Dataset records
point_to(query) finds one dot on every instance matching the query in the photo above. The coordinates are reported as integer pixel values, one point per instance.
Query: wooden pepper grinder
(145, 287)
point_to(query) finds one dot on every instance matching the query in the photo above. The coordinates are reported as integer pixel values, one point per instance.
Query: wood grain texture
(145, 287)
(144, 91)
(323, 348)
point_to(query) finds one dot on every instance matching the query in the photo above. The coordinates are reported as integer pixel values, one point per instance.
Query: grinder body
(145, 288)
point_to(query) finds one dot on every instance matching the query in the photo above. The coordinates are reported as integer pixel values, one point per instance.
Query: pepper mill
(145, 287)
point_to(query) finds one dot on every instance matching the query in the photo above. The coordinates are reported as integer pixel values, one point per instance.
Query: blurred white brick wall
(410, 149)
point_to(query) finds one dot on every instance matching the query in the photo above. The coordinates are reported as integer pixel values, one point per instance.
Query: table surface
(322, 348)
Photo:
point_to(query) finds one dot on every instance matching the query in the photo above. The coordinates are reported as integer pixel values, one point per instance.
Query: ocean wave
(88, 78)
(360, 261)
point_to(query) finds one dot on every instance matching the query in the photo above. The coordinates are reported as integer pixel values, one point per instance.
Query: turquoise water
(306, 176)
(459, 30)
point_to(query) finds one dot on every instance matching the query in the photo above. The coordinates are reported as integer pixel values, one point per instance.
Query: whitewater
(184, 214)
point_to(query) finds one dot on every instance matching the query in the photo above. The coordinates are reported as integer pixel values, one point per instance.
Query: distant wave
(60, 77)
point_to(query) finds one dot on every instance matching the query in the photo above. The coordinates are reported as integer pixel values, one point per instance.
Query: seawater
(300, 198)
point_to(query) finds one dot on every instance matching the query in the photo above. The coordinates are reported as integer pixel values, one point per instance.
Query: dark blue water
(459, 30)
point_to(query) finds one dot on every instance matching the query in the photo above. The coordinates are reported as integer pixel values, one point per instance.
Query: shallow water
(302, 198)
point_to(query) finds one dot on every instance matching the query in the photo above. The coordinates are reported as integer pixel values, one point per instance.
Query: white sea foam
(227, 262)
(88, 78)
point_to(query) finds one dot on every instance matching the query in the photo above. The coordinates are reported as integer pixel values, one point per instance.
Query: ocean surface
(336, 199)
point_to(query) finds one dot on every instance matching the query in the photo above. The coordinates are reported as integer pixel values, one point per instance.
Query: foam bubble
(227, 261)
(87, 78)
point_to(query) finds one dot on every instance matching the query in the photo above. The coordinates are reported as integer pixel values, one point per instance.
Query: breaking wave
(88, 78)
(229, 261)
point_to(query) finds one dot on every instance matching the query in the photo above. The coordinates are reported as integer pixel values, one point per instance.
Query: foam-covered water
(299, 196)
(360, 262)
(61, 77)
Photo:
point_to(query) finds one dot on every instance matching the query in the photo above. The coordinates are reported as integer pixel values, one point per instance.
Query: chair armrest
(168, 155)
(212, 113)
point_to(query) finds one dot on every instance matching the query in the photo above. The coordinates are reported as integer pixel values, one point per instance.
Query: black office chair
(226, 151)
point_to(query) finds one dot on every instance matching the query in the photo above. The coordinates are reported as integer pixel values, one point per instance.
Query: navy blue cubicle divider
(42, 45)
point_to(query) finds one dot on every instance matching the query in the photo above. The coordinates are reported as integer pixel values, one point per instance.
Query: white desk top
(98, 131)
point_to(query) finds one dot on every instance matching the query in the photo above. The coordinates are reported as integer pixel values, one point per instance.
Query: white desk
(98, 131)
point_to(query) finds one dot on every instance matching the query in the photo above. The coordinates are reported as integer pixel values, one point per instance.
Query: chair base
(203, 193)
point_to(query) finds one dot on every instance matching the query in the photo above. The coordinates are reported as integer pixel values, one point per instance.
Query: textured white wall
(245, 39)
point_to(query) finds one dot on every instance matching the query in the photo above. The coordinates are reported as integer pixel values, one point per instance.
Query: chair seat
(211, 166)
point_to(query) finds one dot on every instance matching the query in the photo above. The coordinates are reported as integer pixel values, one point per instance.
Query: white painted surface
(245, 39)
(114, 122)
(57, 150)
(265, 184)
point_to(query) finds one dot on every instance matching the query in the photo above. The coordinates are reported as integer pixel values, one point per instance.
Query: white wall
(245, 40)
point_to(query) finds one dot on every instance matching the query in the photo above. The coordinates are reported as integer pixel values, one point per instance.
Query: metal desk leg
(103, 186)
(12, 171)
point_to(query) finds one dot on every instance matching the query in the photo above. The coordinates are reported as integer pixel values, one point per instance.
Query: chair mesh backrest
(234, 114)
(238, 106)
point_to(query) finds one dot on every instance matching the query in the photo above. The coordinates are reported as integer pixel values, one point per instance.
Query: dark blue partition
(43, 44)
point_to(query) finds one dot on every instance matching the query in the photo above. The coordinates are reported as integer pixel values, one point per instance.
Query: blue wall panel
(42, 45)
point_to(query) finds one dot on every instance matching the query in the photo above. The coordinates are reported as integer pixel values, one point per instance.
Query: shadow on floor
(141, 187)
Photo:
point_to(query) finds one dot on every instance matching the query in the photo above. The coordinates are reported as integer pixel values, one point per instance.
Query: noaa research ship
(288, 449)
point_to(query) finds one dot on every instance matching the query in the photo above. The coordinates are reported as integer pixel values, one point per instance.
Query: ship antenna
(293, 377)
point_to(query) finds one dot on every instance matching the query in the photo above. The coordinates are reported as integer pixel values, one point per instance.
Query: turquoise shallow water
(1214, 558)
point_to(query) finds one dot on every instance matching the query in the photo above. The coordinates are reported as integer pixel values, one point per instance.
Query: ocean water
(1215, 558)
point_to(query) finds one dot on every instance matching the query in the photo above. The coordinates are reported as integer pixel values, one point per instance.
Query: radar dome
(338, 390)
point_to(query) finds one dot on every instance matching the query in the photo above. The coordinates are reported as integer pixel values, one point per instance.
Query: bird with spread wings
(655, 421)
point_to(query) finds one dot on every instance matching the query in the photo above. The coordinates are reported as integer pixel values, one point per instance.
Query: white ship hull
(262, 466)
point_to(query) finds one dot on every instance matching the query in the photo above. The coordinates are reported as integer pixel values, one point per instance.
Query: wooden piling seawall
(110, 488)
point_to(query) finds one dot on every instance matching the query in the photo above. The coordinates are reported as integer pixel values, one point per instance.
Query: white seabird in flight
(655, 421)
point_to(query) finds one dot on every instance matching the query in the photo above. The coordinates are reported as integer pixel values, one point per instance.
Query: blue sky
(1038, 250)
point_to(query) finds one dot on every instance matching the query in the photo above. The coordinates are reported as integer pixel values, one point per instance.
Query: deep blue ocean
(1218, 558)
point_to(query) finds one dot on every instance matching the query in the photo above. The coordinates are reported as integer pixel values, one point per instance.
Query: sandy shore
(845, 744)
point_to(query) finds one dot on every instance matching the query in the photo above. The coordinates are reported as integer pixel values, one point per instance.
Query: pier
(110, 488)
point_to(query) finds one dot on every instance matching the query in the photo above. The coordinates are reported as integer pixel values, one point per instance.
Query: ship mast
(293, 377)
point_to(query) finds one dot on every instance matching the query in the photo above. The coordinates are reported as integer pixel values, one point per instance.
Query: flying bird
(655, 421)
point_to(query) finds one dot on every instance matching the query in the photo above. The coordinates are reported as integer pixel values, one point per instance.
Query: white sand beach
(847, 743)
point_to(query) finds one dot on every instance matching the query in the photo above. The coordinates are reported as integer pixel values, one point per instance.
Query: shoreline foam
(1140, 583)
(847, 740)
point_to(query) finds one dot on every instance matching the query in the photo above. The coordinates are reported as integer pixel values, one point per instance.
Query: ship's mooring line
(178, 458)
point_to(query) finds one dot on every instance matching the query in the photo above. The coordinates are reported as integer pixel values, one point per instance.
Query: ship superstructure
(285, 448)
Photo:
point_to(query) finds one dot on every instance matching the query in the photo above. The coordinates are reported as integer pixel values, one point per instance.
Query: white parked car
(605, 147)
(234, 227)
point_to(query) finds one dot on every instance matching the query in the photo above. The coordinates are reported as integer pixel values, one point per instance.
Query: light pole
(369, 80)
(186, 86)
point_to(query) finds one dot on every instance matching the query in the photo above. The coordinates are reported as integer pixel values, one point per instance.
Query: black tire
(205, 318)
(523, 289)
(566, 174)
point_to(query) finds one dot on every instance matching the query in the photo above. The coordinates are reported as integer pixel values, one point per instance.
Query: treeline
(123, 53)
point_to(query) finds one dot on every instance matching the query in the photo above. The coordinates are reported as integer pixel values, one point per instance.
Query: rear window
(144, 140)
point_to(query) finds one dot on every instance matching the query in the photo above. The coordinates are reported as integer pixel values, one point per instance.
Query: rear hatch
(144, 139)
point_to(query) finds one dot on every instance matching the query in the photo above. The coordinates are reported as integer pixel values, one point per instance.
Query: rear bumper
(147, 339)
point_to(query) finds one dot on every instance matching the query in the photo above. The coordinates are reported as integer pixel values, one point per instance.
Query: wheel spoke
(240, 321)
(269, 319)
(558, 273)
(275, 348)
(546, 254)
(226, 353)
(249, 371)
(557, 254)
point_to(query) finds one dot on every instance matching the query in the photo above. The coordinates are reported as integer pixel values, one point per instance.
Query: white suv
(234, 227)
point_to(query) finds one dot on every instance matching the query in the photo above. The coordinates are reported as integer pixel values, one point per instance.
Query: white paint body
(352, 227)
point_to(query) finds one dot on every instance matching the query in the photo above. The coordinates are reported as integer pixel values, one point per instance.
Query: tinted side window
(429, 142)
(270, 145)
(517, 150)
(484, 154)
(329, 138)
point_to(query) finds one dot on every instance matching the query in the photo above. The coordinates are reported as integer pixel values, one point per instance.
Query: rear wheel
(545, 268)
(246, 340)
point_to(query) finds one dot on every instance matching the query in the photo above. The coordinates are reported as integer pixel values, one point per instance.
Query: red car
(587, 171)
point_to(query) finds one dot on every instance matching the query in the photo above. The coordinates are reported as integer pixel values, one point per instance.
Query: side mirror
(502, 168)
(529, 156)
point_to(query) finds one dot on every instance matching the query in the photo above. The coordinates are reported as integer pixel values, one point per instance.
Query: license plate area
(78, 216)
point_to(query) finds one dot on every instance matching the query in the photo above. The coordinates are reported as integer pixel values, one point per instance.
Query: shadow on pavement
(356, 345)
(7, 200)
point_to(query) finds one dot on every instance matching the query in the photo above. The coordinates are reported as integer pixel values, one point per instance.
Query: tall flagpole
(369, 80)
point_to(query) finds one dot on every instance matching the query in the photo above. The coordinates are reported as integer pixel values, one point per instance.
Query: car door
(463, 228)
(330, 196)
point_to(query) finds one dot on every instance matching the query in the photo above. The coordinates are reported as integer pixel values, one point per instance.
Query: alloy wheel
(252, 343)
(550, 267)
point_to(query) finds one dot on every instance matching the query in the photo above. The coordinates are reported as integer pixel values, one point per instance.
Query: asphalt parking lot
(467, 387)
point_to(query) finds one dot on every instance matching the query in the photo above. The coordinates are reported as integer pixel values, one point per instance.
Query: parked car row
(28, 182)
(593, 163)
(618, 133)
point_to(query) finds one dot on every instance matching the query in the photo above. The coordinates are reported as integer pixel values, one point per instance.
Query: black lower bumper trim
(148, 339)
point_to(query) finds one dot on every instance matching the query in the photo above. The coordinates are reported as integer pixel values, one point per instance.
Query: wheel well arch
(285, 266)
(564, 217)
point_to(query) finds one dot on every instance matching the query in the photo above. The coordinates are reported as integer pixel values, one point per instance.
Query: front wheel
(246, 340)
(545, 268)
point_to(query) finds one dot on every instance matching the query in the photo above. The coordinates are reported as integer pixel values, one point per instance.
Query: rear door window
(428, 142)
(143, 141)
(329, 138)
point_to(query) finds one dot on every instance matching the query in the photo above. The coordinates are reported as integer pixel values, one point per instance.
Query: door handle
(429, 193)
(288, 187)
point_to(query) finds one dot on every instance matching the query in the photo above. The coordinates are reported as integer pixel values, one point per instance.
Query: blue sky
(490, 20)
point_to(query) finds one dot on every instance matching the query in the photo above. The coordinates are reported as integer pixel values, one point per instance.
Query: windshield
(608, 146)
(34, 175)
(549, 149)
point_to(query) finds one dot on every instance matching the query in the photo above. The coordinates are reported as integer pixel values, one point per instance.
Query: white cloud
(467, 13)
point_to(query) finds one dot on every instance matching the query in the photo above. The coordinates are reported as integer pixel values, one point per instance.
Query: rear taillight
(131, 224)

Objective: Pick out every line above that contains the string "grinder". Copy each of those lines in full.

Complete response:
Query: wooden pepper grinder
Query: grinder body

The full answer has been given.